Directions:
Provide the count of lines below that include the word "white", without any accompanying remarks.

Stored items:
^^^^^^^^^^^^^^^^

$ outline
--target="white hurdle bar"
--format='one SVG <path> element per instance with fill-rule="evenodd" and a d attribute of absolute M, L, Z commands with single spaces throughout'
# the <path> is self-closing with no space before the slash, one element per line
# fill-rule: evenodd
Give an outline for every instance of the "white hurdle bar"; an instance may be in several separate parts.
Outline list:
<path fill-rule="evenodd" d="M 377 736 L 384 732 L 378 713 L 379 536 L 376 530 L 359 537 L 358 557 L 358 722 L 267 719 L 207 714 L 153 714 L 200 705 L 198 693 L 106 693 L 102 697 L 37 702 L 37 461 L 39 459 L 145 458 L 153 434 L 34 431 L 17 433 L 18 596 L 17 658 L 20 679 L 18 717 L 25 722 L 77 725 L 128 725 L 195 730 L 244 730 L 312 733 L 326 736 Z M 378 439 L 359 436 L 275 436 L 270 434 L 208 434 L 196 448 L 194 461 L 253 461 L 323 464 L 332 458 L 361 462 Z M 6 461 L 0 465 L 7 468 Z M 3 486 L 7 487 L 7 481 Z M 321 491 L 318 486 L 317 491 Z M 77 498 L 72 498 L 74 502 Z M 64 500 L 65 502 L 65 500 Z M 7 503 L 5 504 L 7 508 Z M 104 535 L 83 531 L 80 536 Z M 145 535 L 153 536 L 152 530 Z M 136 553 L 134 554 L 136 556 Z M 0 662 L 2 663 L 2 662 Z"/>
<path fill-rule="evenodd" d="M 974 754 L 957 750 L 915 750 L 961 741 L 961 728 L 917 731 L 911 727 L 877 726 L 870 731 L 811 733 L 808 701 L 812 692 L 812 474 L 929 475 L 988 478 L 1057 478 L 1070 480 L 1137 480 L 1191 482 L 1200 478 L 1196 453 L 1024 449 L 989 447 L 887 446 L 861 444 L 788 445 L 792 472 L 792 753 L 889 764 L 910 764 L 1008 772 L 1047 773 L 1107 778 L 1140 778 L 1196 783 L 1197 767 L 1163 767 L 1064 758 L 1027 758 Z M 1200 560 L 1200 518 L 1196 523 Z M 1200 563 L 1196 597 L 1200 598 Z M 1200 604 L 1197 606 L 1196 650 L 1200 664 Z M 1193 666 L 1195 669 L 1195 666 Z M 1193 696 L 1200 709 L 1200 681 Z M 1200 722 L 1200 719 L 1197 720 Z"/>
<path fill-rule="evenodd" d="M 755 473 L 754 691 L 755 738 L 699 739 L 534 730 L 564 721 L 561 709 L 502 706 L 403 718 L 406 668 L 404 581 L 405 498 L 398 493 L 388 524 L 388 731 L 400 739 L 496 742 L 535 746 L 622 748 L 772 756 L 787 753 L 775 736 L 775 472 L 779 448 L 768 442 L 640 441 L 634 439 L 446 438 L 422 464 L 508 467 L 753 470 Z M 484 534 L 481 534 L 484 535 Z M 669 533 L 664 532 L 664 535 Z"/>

^^^^^^^^^^^^^^^^

Task output:
2